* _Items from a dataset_
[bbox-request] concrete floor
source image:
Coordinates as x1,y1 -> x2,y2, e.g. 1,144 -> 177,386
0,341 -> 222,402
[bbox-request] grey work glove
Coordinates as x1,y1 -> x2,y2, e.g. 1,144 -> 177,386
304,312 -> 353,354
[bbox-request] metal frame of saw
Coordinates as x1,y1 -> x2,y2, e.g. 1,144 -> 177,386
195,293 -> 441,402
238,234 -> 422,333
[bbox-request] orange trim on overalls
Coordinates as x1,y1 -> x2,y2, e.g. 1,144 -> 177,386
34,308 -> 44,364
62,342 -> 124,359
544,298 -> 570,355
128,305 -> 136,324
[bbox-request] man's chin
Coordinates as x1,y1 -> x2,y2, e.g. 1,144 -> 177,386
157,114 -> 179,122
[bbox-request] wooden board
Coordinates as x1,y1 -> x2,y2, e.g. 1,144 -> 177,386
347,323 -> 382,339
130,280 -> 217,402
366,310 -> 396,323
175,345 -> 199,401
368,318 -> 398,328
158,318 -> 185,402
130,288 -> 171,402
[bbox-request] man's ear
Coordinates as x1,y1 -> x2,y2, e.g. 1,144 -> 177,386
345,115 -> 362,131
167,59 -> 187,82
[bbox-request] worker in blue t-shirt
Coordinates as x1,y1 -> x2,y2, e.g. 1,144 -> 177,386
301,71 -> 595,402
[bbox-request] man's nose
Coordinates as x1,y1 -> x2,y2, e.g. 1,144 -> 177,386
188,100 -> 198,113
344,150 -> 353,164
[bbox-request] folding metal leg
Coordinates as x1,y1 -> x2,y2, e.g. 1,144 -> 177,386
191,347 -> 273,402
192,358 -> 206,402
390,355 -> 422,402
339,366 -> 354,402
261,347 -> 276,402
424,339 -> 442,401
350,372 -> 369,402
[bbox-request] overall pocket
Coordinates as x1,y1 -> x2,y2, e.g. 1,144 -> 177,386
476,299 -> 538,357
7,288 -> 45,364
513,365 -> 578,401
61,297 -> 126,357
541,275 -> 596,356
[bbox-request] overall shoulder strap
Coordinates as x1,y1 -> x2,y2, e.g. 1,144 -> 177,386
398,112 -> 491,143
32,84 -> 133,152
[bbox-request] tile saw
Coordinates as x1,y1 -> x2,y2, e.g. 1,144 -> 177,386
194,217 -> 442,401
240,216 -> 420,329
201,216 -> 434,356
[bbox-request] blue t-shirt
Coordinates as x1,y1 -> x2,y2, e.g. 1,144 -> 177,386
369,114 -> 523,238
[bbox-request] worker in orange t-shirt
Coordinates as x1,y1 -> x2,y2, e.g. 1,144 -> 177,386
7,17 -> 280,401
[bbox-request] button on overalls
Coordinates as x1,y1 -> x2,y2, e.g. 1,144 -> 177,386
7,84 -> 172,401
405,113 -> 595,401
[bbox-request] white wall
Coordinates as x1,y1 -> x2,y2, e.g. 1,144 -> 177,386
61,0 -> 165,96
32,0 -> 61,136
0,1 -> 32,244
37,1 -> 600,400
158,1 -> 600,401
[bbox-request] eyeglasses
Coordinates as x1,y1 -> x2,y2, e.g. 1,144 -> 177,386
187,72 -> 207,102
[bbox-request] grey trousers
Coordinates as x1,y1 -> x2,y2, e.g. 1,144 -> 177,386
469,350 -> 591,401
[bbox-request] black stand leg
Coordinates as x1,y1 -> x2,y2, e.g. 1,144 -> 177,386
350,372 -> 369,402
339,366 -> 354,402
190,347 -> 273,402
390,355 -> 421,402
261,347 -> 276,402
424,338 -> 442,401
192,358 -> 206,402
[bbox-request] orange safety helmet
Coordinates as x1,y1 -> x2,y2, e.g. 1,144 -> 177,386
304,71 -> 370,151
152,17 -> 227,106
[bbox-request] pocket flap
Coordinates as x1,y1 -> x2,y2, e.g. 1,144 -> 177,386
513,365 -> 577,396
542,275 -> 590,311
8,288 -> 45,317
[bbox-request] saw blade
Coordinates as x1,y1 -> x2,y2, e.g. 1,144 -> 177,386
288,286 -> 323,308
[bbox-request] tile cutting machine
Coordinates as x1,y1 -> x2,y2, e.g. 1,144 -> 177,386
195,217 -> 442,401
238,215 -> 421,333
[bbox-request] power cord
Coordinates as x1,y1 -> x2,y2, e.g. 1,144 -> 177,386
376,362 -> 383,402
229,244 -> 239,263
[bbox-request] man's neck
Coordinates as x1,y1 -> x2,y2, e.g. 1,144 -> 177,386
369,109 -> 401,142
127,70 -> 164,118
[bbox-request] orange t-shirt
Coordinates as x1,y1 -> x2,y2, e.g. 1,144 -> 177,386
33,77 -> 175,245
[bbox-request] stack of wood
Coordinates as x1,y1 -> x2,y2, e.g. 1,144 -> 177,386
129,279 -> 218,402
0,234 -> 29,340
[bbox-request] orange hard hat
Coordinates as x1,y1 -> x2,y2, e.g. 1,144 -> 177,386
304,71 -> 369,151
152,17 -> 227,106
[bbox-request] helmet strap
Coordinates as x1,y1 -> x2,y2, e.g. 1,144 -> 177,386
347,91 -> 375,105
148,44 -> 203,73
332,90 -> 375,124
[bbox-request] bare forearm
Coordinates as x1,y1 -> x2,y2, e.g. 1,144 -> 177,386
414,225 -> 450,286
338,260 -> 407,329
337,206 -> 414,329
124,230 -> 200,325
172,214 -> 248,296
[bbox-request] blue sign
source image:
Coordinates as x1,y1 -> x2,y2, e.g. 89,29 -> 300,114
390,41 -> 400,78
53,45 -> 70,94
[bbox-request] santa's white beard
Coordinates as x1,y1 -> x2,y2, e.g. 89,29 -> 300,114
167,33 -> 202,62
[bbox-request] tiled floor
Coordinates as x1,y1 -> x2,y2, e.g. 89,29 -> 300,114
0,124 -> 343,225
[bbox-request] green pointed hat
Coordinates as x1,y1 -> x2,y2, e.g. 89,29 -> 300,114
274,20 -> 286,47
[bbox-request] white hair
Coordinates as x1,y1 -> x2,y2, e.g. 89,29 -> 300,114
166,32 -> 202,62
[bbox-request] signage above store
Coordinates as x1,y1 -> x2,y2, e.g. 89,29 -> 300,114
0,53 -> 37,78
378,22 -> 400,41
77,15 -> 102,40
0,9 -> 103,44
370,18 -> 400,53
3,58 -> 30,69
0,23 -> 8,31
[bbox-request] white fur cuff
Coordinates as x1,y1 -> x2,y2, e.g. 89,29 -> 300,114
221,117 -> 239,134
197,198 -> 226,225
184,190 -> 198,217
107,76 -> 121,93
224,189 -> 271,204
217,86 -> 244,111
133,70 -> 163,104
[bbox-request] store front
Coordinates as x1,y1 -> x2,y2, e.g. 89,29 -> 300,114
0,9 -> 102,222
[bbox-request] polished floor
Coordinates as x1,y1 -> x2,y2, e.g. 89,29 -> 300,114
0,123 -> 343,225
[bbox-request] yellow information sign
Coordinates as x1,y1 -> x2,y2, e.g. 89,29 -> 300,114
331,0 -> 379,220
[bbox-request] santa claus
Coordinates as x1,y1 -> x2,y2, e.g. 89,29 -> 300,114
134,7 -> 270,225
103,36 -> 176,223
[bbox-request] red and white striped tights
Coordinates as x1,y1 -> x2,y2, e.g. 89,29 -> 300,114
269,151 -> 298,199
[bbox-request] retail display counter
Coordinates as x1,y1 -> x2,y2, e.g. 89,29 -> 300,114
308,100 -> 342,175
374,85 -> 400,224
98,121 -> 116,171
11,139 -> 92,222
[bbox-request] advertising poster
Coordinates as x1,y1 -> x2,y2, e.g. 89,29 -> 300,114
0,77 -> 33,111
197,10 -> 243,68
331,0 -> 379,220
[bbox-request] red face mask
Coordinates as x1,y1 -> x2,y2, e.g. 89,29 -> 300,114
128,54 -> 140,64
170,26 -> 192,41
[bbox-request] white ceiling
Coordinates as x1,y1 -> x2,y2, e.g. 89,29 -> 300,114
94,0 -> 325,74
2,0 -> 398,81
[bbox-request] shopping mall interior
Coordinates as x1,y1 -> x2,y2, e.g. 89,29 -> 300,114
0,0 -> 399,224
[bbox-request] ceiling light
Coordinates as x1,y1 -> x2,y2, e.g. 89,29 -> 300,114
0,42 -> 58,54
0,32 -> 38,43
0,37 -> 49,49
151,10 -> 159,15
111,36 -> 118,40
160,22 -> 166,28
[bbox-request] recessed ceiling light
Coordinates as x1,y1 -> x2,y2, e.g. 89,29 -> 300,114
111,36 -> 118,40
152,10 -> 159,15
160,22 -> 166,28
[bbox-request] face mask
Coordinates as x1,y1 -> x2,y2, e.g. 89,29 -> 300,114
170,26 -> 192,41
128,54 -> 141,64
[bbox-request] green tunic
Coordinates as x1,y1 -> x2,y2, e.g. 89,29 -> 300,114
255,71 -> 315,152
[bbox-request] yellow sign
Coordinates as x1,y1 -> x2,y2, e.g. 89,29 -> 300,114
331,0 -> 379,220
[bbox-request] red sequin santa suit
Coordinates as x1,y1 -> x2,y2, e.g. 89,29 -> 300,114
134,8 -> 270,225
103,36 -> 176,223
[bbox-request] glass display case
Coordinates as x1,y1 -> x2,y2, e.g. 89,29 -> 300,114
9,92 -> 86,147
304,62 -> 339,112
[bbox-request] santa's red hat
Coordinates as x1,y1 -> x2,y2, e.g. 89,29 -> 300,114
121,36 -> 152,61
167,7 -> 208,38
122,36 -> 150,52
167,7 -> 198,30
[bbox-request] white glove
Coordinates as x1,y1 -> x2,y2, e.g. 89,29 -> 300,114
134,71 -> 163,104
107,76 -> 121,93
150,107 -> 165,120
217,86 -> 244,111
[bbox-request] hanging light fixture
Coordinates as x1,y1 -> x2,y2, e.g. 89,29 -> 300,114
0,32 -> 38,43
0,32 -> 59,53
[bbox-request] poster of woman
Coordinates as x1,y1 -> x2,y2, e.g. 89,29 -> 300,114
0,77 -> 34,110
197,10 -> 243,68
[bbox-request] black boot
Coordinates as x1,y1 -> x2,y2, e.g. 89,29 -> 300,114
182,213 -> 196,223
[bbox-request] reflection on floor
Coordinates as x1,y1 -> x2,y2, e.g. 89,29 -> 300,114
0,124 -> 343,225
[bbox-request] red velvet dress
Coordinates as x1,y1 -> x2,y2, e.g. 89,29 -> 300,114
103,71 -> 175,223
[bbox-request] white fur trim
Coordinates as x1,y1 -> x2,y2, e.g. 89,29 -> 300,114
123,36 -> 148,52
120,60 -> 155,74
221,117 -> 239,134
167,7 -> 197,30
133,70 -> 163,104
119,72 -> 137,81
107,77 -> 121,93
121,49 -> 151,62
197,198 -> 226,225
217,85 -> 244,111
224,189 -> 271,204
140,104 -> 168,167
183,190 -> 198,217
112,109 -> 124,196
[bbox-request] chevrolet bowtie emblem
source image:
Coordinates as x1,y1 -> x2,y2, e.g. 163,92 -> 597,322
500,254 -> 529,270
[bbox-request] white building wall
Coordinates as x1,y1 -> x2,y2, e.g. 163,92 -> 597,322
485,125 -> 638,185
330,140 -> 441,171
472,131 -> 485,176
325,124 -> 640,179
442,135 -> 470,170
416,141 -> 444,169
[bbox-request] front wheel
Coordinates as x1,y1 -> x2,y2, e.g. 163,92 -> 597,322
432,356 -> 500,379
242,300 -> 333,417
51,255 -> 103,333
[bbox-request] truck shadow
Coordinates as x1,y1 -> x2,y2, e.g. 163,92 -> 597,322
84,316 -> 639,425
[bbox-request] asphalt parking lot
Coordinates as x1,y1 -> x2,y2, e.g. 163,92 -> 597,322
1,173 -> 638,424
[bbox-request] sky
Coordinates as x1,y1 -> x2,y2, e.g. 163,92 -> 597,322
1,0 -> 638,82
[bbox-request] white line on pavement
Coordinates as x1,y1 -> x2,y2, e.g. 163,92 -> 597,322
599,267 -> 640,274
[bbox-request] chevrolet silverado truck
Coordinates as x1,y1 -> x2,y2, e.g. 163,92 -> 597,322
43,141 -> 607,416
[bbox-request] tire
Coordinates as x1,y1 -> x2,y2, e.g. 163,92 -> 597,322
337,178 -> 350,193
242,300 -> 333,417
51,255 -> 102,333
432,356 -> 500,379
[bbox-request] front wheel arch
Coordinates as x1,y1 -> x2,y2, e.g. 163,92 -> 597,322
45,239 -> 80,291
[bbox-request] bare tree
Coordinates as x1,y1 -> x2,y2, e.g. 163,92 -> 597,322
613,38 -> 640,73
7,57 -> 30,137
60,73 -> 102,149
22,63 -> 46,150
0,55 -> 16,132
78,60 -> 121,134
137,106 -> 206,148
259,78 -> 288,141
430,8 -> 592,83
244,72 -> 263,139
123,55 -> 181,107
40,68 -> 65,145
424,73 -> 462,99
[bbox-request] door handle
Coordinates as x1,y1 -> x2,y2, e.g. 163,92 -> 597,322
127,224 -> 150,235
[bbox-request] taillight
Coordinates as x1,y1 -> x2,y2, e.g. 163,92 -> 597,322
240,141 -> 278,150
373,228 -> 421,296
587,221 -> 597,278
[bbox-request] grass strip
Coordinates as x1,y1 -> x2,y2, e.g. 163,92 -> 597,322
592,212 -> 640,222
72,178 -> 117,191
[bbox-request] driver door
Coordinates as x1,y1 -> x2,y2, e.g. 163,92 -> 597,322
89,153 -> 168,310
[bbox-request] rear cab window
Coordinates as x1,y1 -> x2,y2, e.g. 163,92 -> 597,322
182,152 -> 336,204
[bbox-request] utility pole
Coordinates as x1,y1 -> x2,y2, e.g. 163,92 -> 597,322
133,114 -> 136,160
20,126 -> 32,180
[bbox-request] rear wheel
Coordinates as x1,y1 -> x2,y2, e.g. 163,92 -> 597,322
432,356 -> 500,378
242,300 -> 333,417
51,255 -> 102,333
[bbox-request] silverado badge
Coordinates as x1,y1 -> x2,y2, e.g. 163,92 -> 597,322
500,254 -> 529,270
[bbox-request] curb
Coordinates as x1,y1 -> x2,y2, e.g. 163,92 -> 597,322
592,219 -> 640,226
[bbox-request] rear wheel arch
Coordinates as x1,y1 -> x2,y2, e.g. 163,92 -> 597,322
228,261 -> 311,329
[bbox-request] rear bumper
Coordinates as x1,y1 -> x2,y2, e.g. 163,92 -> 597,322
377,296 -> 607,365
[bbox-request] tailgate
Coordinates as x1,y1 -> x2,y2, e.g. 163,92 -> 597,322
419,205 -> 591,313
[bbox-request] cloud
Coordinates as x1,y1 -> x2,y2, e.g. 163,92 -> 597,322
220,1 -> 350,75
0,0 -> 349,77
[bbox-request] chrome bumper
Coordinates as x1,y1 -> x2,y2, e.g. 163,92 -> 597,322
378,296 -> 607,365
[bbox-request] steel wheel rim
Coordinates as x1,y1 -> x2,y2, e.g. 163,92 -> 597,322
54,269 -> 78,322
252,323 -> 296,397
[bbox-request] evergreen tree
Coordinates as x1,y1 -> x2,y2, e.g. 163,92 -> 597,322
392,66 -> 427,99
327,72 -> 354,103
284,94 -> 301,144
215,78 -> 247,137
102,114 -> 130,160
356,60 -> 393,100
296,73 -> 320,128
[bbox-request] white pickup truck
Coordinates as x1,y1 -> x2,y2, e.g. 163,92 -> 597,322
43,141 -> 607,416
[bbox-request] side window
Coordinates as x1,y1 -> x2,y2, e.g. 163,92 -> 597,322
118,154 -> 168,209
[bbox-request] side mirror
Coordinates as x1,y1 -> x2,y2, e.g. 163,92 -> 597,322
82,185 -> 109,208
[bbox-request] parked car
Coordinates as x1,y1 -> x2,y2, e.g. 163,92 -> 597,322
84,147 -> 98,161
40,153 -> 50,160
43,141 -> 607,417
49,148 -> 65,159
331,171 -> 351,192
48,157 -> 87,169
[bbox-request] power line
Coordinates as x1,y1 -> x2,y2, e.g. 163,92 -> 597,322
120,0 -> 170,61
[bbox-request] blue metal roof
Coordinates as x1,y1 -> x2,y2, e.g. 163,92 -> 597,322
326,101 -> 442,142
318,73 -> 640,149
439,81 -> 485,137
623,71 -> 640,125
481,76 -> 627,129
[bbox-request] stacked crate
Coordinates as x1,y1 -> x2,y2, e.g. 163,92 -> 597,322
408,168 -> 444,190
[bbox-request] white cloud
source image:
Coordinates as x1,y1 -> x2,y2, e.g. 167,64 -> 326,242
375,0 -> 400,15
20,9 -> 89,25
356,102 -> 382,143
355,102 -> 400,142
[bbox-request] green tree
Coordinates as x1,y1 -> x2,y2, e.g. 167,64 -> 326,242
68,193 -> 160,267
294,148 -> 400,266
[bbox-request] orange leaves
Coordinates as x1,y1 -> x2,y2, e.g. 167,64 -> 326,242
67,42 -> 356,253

* _TASK DETAILS_
The lines from the beginning of the records through the line containing "[bbox-request] wooden board" should be reproduced exactly. Include nothing else.

* _RESPONSE BOX_
[bbox-request] concrete floor
source image:
Coordinates as x1,y1 -> x2,y2, e.g. 1,144 -> 177,386
0,341 -> 222,402
[bbox-request] grey work glove
Coordinates as x1,y1 -> x2,y2, e.g. 1,144 -> 177,386
304,312 -> 353,354
[bbox-request] metal frame of saw
Coordinates as x1,y1 -> x2,y2, e.g. 1,144 -> 177,386
195,293 -> 441,402
238,234 -> 422,333
[bbox-request] orange trim on overalls
Coordinates as x1,y1 -> x2,y2, e.g. 1,144 -> 177,386
34,308 -> 44,364
62,342 -> 124,359
544,298 -> 570,355
128,305 -> 136,324
[bbox-request] man's chin
Coordinates as x1,y1 -> x2,y2, e.g. 1,144 -> 177,386
157,114 -> 179,122
[bbox-request] wooden board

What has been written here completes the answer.